### TUGAS LATIHAN
Bisakah Anda menuliskan lanjutan teks tentang politik hukum dan jabatan notaris, dimulai sesudah kalimat terakhirnya?

A. Kaitan Politik Hukum Dalam Profesi Jabatan Notaris

Politik adalah kegiatan dalam suatu usaha politik atau negara yang

menyangkut proses penentuan tujuan dari sistem tersebut dan bagaimana

melaksanakan tujuannya. Sementara itu, hukum adalah peraturan-peraturan

yang dibuat oleh badan yang berwenang yang berisi perintah ataupun larangan

untuk mengatur tingkah laku manusia guna mencapai keadilan, keseimbangan

dan keselarasan dalam hidup.

Politik hukum adalah aspek-aspek politis yang melatar belakangi

proses pembentukan hukum dan kebijakan suatu bidang tertentu, sekaligus

juga akan sangat mempengaruhi kinerja lembaga-lembaga pemerintahan yang

terkait dalam bidang tersebut dalam mengaplikasikan ketentuan-ketentuan

produk hukum dan kebijakan, dan juga menentukan kebijakan-kebijakan

lembaga-lembaga tersebut dalam tatanan praktis dan operasional.

Politik hukum merupakan pilihan tentang hukum-hukum yang akan

dicabut atau tidak diberlakukan yang kesemuanya dimaksudkan untuk

mencapai tujuan negara seperti yang tercantum di dalam pembukaan Undang-

Undang Dasar 1945.


Satu tujuan politik hukum Indonesia adalah adanya penegasan pada

keberadaan notaris sebagai salah satu pelaksana hukum, berarti notaris

penegasan fungsi lembaga penegak atau pelaksana hukum dan pembinaan

anggotanya. Dan salah satu pelaksana hukum itu sendiri adalah notaris.

Dengan telah mendapat hak yang legal untuk menangani perhubungan hukum

antar masyarakat. Selain itu, akta yang dibuat oleh notaris merupakan suatu

produk hukum yang diakui kebenarannya, yaitu suatu produk yang lahir oleh

kebijakan politik hukum.

B. Status Hukum Seorang Notaris yang Menjadi Anggota Dewan

Perwakilan Rakyat

Jabatan notaris merupakan suatu lembaga yang diciptakan oleh negara

yang baik kewenangan atau materi muatannya tidak berdasarkan pada

peraturan perundang-undangan, delegasi atau mandat, melainkan berdasarkan

wewenang yang timbul dari freis ermessen yang dilekatkan pada administrasi

negara untuk mewujudkan suatu tujuan yang dibenarkan oleh hukum. Profesi

notaris disebut juga sebagai salah satu penegak hukum karena notaris

membuat alat bukti tertulis yang mempunyai kekuatan pembuktian.

### DATA TERCATAT
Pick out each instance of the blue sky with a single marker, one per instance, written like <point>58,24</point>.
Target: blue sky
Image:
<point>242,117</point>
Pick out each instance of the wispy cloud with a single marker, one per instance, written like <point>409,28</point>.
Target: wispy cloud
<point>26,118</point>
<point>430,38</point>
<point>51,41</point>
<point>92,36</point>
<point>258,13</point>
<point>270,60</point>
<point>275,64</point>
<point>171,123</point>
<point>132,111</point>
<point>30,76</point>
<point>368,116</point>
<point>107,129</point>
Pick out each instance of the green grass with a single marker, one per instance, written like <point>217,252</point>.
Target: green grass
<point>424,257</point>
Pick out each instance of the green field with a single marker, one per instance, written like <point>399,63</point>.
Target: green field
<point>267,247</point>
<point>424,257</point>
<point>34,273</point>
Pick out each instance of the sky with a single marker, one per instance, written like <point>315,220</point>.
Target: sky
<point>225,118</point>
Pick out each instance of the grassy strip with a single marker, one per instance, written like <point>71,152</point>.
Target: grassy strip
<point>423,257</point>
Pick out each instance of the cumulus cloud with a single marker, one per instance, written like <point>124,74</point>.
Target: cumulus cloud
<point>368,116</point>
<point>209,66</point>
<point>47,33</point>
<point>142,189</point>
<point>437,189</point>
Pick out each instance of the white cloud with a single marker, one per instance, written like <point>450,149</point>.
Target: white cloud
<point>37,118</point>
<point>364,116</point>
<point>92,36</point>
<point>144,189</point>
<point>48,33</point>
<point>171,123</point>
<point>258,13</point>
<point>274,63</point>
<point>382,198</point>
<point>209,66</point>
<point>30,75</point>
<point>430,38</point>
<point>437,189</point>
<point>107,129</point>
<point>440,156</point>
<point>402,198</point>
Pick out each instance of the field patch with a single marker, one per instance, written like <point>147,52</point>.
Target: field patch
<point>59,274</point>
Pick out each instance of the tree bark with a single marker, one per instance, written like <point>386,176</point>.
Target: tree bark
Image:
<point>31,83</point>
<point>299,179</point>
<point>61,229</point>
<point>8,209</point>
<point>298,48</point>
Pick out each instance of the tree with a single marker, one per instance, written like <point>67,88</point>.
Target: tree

### HASIL
Masalah rangkap jabatan menjadi perdebatan dalam perpolitikan

nasional muaranya adalah:

1. Penolakan bagi seseorang yang menduduki posisi ganda, entah itu diposisi

eksekutif maupun legislatif dan disaat yang sama dianya memimpin partai

politik.
2. Dipandang bahwa tidak etis dua jabatan dipimpin atau dikendalikan oleh

satu orang.

3. Berpotensi terjadinya benturan kepentingan yang bisa saja merugikan

kepentingan yang sifatnya lebih besar.

4. Model rangkap jabatan yang paling disorot adalah dalam bentuk jabatan

eksekutif dan legislatif.

Secara umum tidak ada perdebatan mengenai dilarangnya rangkap

jabatan notaris dengan pejabat negara apabila dilihat dari UUJN saja. Dalam

Pasal 17 huruf d juncto Pasal 11 ayat (1) mengenai larangan notaris yang

merangkap jabatan sebagai pejabat negara dan apabila notaris tersebut terpilih

menjadi pejabat negara maka notaris tersebut wajib mengambil cuti selama

menjabat sebagai pejabat negara tersebut. Jika menurut Pasal 11 ayat (1) dan

(2) UUJN, untuk Notaris wajib mengangkat Notaris Pengganti yang akan

menerima protokolnya, dan setelah tidak lagi memangku jabatan sebagai

Pejabat Negara, maka Notaris dapat melanjutkan lagi tugas jabatannya sebagai

Notaris (Pasal 11 ayat (3) (6) UUJN) maka dapat dikategorikan bahwa

Notaris yang bersangkutan masih berpraktek, meskipun jabatannya dan

namanya dipakai oleh Notaris Pengganti, artinya papan namanya sebagai

Notaris tetap ada (dipasang) atau tidak diturunkan.

Permasalahan perdebatan muncul setelah adanya undang-undang

Pemilu tahun 2012, dimana dalam Pasal 51 ayat (2) huruf g, yang mengatakan

bahwa mereka yang mau mencalonkan menjadi anggota DPR (pejabat negara)

harus membuat pernyataan bersedia untuk tidak berpraktek sebagai notaris dan
menurut Pasal 30 Peraturan Kepala BPN Nomor 1/2006 wajib berhenti dan

berdasarkan Pasal 12 huruf l dan 51 ayat (2) huruf g Undang-Undang

Republik Indonesia Nomor 10 Tahun 2008 juncto Undang-Undang No. 8

Tahun 2012 tentang Pemilihan Anggota DPR, DPD, dan DPRD,

Notaris/PPAT dilarang berpraktek atau dilarang menjalankan tugas jabatannya

sebagai Notaris/PPAT sama sekali, artinya kalaulah Notaris/PPAT yang

menjadi anggota legislatif tersebut dengan memakai Notaris Penggganti masih

dikategorikan praktek atau menjalankan tugas jabatannya, maka menurut

Pasal 12 huruf l dan 50 ayat (1) huruf l Undang-Undang Republik Indonesia

Nomor 10 Tahun 2008 dilarang praktek, dengan kata lain Notaris/PPAT yang

bersangkutan bukan lagi harus cuti, tapi harus mengundurkan diri atau

berhenti tetap sebagai Notaris/PPAT dan menyerahkan protokolnya kepada

Notaris/PPAT lain dan menurunkan papan namanya dan menutup kantornya.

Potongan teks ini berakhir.